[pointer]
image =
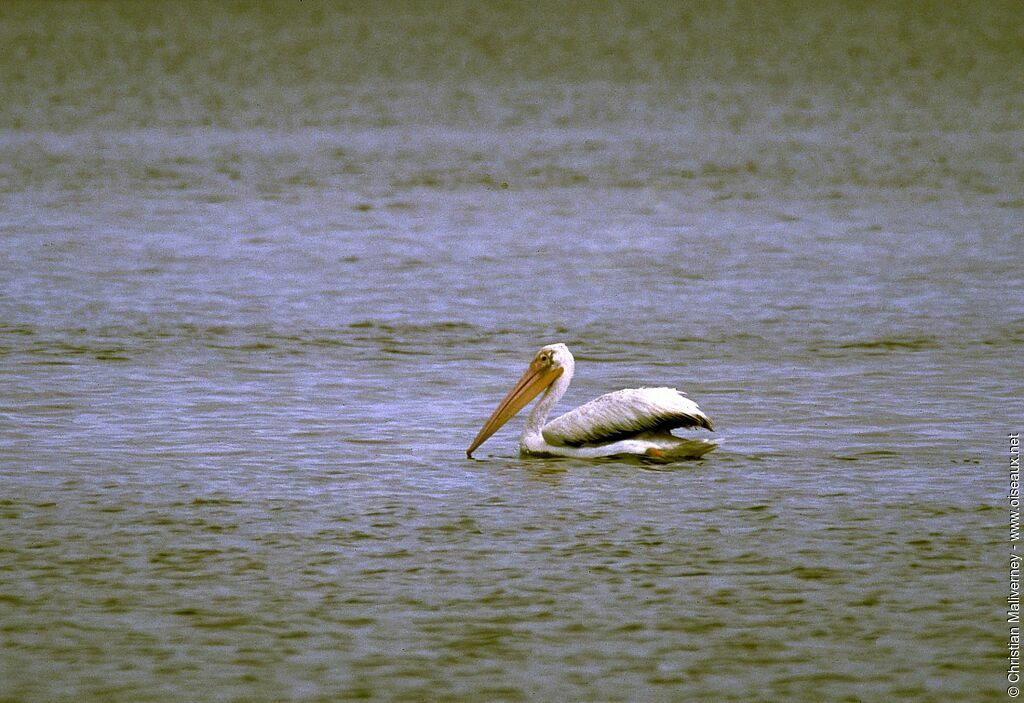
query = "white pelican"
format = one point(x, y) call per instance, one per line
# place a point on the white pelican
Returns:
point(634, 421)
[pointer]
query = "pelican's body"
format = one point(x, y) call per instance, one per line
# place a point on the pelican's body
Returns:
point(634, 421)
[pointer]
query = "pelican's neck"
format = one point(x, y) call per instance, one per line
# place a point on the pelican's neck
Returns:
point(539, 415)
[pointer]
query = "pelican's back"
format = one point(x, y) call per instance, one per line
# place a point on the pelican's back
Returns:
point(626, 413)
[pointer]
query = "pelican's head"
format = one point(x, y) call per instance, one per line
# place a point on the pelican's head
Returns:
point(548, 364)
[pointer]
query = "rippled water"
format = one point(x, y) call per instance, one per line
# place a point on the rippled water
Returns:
......
What is the number of lines in the listing that contain the word "rippled"? Give that number and nothing else.

2